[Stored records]
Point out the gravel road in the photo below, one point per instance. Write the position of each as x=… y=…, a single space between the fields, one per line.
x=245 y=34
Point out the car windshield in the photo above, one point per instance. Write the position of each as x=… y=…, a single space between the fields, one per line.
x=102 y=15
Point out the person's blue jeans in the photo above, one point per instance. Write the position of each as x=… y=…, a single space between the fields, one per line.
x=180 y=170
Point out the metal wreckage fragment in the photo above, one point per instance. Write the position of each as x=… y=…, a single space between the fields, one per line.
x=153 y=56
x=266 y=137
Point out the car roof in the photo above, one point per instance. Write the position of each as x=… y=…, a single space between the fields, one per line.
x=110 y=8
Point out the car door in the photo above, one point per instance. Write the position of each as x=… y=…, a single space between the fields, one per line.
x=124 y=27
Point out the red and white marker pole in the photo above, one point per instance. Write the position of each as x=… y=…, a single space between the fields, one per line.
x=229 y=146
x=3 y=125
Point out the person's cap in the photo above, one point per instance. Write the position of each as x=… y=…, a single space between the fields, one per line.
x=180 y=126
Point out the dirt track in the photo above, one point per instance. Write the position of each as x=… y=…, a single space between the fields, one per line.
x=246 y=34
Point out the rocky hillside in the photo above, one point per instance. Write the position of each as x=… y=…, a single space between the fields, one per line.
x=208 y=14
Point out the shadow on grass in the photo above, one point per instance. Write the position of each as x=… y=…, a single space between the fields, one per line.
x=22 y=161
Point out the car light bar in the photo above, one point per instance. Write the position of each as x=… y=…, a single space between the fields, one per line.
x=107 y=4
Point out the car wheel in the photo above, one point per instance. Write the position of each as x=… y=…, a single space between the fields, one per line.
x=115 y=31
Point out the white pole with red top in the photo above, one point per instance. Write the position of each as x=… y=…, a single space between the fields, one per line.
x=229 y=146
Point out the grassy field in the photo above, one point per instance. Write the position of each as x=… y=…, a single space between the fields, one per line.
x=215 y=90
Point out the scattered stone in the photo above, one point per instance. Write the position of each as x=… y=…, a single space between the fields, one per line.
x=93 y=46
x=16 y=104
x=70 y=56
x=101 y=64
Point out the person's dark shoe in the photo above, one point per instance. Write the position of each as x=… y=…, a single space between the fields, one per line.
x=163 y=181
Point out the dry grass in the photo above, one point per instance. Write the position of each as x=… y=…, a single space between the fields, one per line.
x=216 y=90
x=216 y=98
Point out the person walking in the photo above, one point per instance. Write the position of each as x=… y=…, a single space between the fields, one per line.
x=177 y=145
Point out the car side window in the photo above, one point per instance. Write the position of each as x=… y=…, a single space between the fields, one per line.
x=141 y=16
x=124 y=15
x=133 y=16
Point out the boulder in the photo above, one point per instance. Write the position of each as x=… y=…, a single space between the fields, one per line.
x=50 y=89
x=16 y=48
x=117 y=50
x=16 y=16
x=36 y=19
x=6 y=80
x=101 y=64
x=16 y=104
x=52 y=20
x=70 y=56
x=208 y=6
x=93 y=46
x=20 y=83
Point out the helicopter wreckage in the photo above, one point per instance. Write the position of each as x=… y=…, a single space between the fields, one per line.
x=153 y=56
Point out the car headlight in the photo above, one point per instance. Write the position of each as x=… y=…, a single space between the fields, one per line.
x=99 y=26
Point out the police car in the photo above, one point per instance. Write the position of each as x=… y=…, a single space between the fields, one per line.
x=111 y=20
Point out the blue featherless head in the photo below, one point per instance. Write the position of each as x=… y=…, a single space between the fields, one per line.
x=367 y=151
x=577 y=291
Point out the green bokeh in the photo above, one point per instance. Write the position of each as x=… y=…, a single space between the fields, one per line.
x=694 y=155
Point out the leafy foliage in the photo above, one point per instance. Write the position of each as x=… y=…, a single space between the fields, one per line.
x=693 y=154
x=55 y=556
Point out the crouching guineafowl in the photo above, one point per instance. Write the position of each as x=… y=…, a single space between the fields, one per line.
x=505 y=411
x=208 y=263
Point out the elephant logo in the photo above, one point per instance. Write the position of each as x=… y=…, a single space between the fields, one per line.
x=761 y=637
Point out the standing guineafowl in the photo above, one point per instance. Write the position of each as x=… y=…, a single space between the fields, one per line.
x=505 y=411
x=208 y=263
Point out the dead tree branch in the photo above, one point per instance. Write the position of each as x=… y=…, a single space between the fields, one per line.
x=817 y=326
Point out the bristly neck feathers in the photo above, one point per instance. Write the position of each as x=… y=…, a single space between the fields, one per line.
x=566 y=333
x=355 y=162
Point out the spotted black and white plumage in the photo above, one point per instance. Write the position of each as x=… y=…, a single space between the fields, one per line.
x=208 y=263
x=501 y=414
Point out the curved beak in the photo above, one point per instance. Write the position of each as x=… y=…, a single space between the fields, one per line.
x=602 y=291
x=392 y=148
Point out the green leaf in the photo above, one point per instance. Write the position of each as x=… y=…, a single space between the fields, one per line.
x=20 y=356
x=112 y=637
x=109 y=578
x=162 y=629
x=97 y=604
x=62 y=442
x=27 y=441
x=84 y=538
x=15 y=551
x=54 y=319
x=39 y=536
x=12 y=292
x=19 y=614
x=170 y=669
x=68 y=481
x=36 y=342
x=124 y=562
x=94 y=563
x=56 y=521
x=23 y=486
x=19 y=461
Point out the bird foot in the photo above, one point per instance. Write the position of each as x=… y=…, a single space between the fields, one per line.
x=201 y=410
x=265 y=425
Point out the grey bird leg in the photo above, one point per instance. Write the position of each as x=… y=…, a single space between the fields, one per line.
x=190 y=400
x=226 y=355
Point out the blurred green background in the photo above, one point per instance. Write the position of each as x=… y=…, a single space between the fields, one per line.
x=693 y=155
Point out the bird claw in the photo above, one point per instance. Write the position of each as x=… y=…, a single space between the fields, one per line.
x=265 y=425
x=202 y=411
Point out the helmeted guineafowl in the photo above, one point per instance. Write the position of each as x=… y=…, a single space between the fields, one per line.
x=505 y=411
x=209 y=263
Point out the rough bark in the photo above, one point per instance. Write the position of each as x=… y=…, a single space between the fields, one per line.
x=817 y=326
...
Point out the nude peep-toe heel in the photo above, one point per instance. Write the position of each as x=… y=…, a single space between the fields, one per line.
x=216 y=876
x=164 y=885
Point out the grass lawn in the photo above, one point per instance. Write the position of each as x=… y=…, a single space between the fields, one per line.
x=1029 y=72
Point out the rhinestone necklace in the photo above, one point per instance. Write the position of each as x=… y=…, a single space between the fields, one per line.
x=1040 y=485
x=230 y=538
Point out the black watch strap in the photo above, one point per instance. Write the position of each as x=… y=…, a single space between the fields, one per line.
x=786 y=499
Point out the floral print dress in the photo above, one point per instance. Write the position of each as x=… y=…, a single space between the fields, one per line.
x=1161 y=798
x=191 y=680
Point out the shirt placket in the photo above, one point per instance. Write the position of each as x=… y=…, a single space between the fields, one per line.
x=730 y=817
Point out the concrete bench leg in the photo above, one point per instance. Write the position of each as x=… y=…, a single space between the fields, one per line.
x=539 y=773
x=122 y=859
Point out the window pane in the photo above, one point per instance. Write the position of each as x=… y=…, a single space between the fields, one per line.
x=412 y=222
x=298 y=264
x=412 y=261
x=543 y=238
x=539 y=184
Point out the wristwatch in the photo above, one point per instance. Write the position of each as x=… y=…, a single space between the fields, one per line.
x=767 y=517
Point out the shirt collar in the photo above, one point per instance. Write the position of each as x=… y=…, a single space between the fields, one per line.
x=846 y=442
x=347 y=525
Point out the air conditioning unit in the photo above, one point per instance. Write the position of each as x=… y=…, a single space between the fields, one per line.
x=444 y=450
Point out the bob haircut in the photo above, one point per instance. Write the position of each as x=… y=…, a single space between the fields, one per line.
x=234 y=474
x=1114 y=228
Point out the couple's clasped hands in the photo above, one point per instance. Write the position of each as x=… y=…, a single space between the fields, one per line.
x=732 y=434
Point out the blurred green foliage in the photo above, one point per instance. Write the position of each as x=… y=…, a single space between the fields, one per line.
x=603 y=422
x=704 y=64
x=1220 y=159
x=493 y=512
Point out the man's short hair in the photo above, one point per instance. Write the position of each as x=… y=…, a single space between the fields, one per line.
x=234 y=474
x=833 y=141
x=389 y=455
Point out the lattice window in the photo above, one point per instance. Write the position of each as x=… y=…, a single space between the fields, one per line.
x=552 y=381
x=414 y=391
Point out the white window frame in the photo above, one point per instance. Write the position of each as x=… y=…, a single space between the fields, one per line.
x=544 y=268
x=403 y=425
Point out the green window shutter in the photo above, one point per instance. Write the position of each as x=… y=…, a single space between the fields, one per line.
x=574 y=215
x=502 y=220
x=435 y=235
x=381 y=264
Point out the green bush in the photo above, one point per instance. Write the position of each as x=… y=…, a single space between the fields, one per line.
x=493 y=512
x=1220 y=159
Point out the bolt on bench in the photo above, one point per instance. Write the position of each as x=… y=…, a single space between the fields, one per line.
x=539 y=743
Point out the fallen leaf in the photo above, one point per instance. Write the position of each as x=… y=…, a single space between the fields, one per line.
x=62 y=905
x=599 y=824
==
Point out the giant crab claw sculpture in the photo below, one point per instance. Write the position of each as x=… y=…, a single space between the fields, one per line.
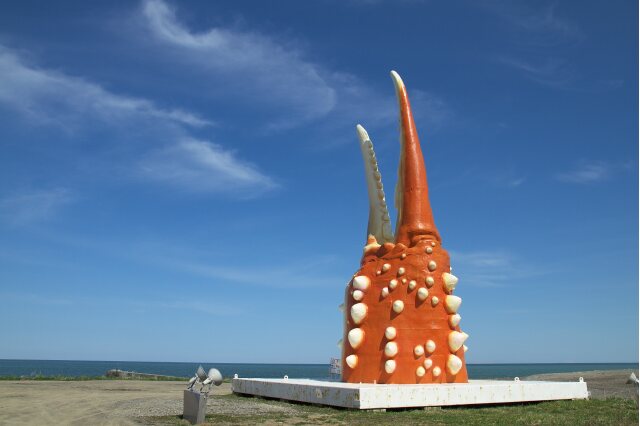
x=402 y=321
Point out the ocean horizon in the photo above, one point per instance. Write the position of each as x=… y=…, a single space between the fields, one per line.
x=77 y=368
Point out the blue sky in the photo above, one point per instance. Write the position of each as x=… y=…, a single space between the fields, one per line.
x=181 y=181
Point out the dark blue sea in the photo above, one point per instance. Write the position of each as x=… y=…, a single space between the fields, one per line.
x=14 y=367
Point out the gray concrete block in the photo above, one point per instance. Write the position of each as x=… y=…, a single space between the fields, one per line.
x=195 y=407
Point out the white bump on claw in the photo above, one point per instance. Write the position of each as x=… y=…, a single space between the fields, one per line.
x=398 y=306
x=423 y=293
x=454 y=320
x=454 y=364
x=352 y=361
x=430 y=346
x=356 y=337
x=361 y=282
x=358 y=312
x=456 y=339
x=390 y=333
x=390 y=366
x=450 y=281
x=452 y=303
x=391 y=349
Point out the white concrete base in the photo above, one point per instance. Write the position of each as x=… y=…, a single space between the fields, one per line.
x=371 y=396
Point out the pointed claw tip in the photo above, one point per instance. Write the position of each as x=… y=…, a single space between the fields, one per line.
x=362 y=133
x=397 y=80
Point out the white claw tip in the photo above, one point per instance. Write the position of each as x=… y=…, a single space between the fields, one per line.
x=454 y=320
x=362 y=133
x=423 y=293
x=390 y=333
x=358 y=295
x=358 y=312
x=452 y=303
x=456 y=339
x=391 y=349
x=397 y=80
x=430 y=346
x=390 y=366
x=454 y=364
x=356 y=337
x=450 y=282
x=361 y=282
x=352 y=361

Written task: Gather and copy out every row above that contains the word "shirt". Case counts, so match it only with the same capitalization.

Response to this exercise:
Point out the shirt placket in the photo above, one point per instance. Write the position of each as x=… y=…, a single space between the fields, one per line.
Point out the shirt collar in the photo above, one point per instance. Write the position of each as x=… y=…, a single space between the fields, one per line.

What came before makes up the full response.